Below are the entries; return every line among them that holds the word "grass".

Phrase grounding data
· · · · ·
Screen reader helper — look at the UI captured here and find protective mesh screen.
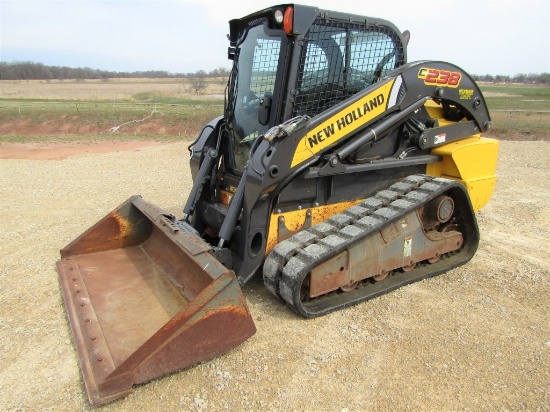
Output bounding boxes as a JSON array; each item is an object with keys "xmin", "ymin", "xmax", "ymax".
[
  {"xmin": 250, "ymin": 38, "xmax": 281, "ymax": 97},
  {"xmin": 293, "ymin": 18, "xmax": 403, "ymax": 117}
]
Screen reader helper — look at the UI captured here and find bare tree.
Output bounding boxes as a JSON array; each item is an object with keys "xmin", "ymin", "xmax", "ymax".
[
  {"xmin": 210, "ymin": 66, "xmax": 230, "ymax": 86},
  {"xmin": 189, "ymin": 70, "xmax": 208, "ymax": 94}
]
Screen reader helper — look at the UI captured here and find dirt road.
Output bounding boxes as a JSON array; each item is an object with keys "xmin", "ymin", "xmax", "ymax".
[{"xmin": 0, "ymin": 140, "xmax": 548, "ymax": 411}]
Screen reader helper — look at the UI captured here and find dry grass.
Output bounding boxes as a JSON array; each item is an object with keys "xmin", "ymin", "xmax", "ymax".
[
  {"xmin": 0, "ymin": 78, "xmax": 226, "ymax": 140},
  {"xmin": 489, "ymin": 111, "xmax": 550, "ymax": 140},
  {"xmin": 0, "ymin": 78, "xmax": 226, "ymax": 101}
]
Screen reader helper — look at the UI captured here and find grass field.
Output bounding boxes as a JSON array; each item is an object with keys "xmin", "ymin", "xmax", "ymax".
[
  {"xmin": 0, "ymin": 77, "xmax": 226, "ymax": 100},
  {"xmin": 480, "ymin": 82, "xmax": 550, "ymax": 140},
  {"xmin": 0, "ymin": 78, "xmax": 225, "ymax": 141},
  {"xmin": 0, "ymin": 100, "xmax": 223, "ymax": 142},
  {"xmin": 0, "ymin": 78, "xmax": 548, "ymax": 142}
]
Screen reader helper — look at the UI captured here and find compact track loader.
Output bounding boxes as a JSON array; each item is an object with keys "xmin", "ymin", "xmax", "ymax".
[{"xmin": 57, "ymin": 4, "xmax": 498, "ymax": 404}]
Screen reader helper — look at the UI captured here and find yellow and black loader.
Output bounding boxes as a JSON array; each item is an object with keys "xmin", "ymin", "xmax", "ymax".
[{"xmin": 56, "ymin": 4, "xmax": 498, "ymax": 404}]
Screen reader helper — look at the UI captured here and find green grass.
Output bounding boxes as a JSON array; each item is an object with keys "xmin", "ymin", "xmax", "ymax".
[
  {"xmin": 0, "ymin": 100, "xmax": 224, "ymax": 139},
  {"xmin": 131, "ymin": 91, "xmax": 221, "ymax": 105},
  {"xmin": 480, "ymin": 83, "xmax": 550, "ymax": 111},
  {"xmin": 0, "ymin": 82, "xmax": 547, "ymax": 143},
  {"xmin": 477, "ymin": 83, "xmax": 550, "ymax": 140}
]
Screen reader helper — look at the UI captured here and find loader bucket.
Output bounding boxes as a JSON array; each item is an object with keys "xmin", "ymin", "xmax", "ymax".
[{"xmin": 56, "ymin": 195, "xmax": 256, "ymax": 405}]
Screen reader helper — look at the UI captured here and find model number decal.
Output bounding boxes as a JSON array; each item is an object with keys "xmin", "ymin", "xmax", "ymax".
[{"xmin": 418, "ymin": 68, "xmax": 461, "ymax": 88}]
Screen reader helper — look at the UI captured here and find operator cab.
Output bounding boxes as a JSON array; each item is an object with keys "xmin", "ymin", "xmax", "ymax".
[{"xmin": 225, "ymin": 4, "xmax": 407, "ymax": 173}]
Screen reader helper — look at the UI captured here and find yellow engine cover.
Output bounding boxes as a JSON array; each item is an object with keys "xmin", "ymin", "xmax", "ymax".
[{"xmin": 426, "ymin": 136, "xmax": 499, "ymax": 211}]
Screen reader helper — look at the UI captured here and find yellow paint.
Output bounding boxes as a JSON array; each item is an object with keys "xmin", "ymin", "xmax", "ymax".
[
  {"xmin": 265, "ymin": 200, "xmax": 362, "ymax": 255},
  {"xmin": 426, "ymin": 136, "xmax": 499, "ymax": 211},
  {"xmin": 291, "ymin": 79, "xmax": 396, "ymax": 168},
  {"xmin": 424, "ymin": 100, "xmax": 458, "ymax": 126}
]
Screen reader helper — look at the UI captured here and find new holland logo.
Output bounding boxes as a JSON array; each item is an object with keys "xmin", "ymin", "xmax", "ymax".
[
  {"xmin": 306, "ymin": 94, "xmax": 385, "ymax": 149},
  {"xmin": 291, "ymin": 78, "xmax": 397, "ymax": 168}
]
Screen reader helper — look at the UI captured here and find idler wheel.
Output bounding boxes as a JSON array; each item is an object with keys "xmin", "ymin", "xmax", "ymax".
[{"xmin": 340, "ymin": 280, "xmax": 359, "ymax": 292}]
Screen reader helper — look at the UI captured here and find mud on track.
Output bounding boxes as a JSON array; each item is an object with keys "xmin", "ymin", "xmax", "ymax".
[{"xmin": 0, "ymin": 140, "xmax": 548, "ymax": 411}]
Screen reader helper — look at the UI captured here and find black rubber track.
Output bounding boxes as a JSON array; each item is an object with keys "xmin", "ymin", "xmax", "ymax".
[{"xmin": 263, "ymin": 174, "xmax": 479, "ymax": 318}]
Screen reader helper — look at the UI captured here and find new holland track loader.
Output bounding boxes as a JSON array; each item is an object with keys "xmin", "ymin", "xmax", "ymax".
[{"xmin": 56, "ymin": 4, "xmax": 498, "ymax": 404}]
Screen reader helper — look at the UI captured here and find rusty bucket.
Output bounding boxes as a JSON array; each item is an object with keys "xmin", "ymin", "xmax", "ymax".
[{"xmin": 56, "ymin": 196, "xmax": 256, "ymax": 405}]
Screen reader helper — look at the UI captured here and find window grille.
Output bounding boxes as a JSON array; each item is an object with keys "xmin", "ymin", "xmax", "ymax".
[
  {"xmin": 293, "ymin": 18, "xmax": 403, "ymax": 117},
  {"xmin": 250, "ymin": 38, "xmax": 281, "ymax": 98}
]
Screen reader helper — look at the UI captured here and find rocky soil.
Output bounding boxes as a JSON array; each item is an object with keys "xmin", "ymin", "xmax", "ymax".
[{"xmin": 0, "ymin": 140, "xmax": 548, "ymax": 411}]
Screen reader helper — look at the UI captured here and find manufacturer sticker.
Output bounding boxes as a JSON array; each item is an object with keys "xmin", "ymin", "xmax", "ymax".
[
  {"xmin": 418, "ymin": 68, "xmax": 461, "ymax": 88},
  {"xmin": 434, "ymin": 133, "xmax": 446, "ymax": 145},
  {"xmin": 404, "ymin": 236, "xmax": 412, "ymax": 257},
  {"xmin": 459, "ymin": 89, "xmax": 474, "ymax": 100}
]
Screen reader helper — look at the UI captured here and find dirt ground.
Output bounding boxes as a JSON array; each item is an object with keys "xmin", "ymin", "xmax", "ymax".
[
  {"xmin": 0, "ymin": 139, "xmax": 548, "ymax": 411},
  {"xmin": 0, "ymin": 141, "xmax": 165, "ymax": 160}
]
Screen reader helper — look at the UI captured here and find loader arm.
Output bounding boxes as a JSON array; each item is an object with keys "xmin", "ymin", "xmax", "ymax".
[{"xmin": 213, "ymin": 61, "xmax": 495, "ymax": 284}]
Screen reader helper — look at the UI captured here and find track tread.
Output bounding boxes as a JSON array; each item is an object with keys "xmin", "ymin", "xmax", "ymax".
[{"xmin": 263, "ymin": 174, "xmax": 478, "ymax": 317}]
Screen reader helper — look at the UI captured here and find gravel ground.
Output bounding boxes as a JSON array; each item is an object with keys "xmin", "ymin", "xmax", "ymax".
[{"xmin": 0, "ymin": 140, "xmax": 549, "ymax": 411}]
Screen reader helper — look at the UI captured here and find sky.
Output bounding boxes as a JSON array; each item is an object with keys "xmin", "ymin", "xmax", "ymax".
[{"xmin": 1, "ymin": 0, "xmax": 549, "ymax": 76}]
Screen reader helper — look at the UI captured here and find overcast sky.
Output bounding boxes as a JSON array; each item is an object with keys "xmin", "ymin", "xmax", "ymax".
[{"xmin": 1, "ymin": 0, "xmax": 549, "ymax": 76}]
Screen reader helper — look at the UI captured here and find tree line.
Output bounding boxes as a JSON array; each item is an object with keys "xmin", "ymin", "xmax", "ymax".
[
  {"xmin": 0, "ymin": 61, "xmax": 230, "ymax": 81},
  {"xmin": 1, "ymin": 61, "xmax": 548, "ymax": 85},
  {"xmin": 471, "ymin": 73, "xmax": 550, "ymax": 85}
]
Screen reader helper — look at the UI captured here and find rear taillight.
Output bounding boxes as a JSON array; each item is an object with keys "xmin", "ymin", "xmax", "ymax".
[{"xmin": 283, "ymin": 6, "xmax": 293, "ymax": 34}]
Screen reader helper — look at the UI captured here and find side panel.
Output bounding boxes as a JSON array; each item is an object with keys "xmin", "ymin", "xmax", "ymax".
[
  {"xmin": 426, "ymin": 137, "xmax": 499, "ymax": 210},
  {"xmin": 265, "ymin": 200, "xmax": 362, "ymax": 255}
]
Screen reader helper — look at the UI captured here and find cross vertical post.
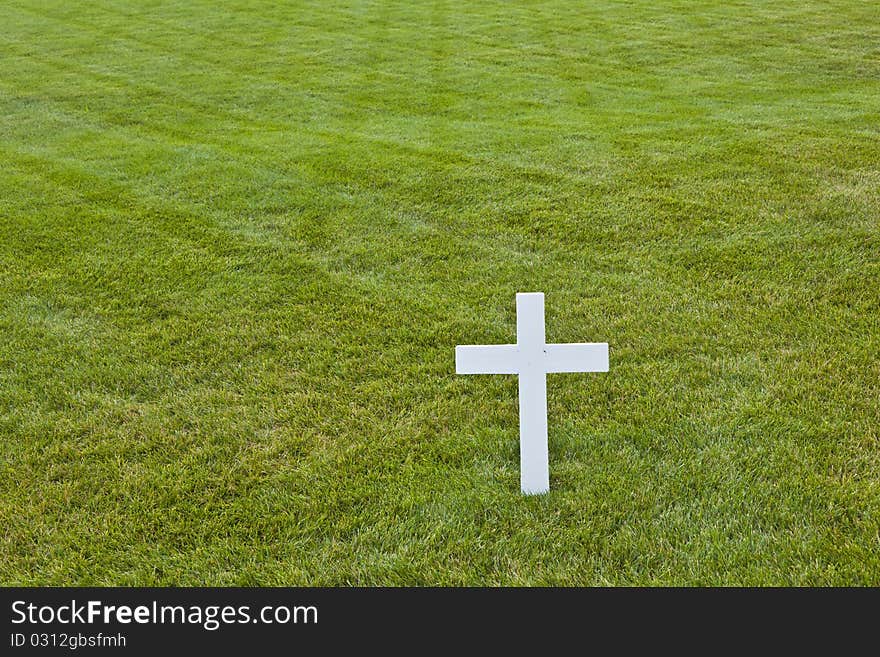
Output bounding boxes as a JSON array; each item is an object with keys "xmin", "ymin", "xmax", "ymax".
[{"xmin": 516, "ymin": 293, "xmax": 550, "ymax": 494}]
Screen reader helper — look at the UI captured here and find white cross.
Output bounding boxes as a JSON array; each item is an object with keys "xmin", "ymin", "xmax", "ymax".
[{"xmin": 456, "ymin": 292, "xmax": 608, "ymax": 495}]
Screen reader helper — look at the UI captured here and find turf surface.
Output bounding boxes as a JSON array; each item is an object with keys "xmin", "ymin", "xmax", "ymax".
[{"xmin": 1, "ymin": 1, "xmax": 878, "ymax": 584}]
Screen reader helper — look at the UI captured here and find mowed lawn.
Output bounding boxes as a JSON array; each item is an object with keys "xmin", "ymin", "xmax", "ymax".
[{"xmin": 1, "ymin": 1, "xmax": 878, "ymax": 585}]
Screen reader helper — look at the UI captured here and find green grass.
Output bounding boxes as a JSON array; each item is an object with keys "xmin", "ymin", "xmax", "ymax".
[{"xmin": 1, "ymin": 0, "xmax": 878, "ymax": 585}]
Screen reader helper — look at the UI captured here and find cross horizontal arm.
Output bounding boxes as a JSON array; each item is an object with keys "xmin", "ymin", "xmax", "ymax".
· · · · ·
> **Solved problem**
Screen reader helper — look at the UI captured here and find dry grass.
Screen reader helper — look at the UI captured here and find grass field.
Screen reader helper — look at the UI captured here and find green grass.
Screen reader helper — look at the UI captured here and find green grass.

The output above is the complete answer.